» **What you should do**
All of the data must be retyped exactly, with nothing left out.

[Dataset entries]

::::

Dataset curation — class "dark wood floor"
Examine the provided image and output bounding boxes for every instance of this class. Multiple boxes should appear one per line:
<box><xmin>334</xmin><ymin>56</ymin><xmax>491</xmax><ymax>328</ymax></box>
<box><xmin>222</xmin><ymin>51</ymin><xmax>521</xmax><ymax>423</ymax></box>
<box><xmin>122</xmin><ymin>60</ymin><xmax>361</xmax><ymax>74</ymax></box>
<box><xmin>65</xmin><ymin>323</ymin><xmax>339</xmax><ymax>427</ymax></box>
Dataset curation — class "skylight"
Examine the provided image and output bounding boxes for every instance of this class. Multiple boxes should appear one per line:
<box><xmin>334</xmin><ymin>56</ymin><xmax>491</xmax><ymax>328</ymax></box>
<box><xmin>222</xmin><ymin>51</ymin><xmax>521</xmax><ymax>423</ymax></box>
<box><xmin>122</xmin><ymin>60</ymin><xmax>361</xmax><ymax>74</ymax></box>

::::

» **Solution below**
Dataset curation — class "dark wood floor"
Examine the provided image and output bounding boxes for every instance of this class. Multiple boxes should appear one per line:
<box><xmin>334</xmin><ymin>56</ymin><xmax>491</xmax><ymax>328</ymax></box>
<box><xmin>222</xmin><ymin>51</ymin><xmax>521</xmax><ymax>423</ymax></box>
<box><xmin>122</xmin><ymin>60</ymin><xmax>361</xmax><ymax>74</ymax></box>
<box><xmin>65</xmin><ymin>323</ymin><xmax>339</xmax><ymax>427</ymax></box>
Dataset curation — class "skylight"
Examine the provided image and output bounding boxes for every instance of this class. Multiple boxes should appear one per line:
<box><xmin>334</xmin><ymin>56</ymin><xmax>491</xmax><ymax>328</ymax></box>
<box><xmin>222</xmin><ymin>51</ymin><xmax>521</xmax><ymax>423</ymax></box>
<box><xmin>122</xmin><ymin>60</ymin><xmax>361</xmax><ymax>74</ymax></box>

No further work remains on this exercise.